* **SUPPLIED DATA**
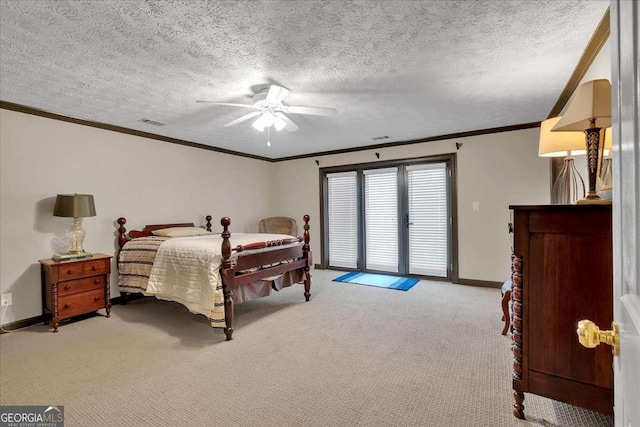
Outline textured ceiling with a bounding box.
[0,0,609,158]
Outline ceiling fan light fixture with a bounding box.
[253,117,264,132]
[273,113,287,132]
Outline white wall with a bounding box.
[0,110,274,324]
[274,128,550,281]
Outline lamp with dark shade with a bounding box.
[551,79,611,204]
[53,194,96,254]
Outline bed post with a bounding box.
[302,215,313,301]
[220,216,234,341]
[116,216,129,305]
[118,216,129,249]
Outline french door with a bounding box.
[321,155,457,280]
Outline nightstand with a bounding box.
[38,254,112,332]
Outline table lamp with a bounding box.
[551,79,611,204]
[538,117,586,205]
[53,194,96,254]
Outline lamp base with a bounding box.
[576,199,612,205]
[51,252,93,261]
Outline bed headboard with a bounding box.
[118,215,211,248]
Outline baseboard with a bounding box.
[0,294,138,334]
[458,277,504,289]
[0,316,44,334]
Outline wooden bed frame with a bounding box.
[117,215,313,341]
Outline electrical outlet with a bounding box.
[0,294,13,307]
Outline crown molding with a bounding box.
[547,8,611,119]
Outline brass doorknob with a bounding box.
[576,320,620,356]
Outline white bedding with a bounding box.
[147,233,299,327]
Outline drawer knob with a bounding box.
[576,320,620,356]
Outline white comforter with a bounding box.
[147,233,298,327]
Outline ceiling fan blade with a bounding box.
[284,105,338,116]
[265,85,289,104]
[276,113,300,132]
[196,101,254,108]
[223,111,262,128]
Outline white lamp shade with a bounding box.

...

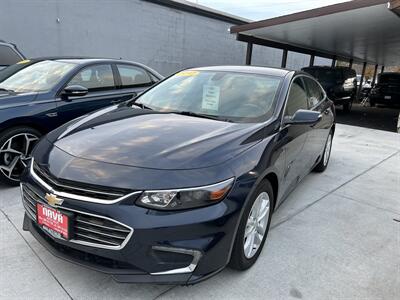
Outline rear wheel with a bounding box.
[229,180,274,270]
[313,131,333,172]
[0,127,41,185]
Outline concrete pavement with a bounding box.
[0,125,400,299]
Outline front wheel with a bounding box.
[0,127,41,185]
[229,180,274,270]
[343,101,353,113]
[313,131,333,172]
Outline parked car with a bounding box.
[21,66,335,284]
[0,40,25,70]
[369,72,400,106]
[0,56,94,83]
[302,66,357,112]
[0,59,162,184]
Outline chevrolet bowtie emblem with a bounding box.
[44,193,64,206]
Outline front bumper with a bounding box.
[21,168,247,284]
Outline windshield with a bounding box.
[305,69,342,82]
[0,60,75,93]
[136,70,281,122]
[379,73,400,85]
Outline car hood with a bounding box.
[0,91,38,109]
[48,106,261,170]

* **SHORT EXERCISE**
Copy the records word for word, starting at the line containing "Outline white bedding with a bounding box." and ending after the line containing "[223,111,262,128]".

* **SOLUTION TO THIS TASK**
Outline white bedding with a bounding box.
[147,233,299,327]
Outline drawer knob with a bounding box.
[576,320,620,356]
Outline white comforter with a bounding box.
[147,233,298,327]
Outline ceiling fan blade with a bounding box.
[284,105,338,116]
[265,85,289,104]
[276,113,300,132]
[196,101,254,108]
[223,111,262,128]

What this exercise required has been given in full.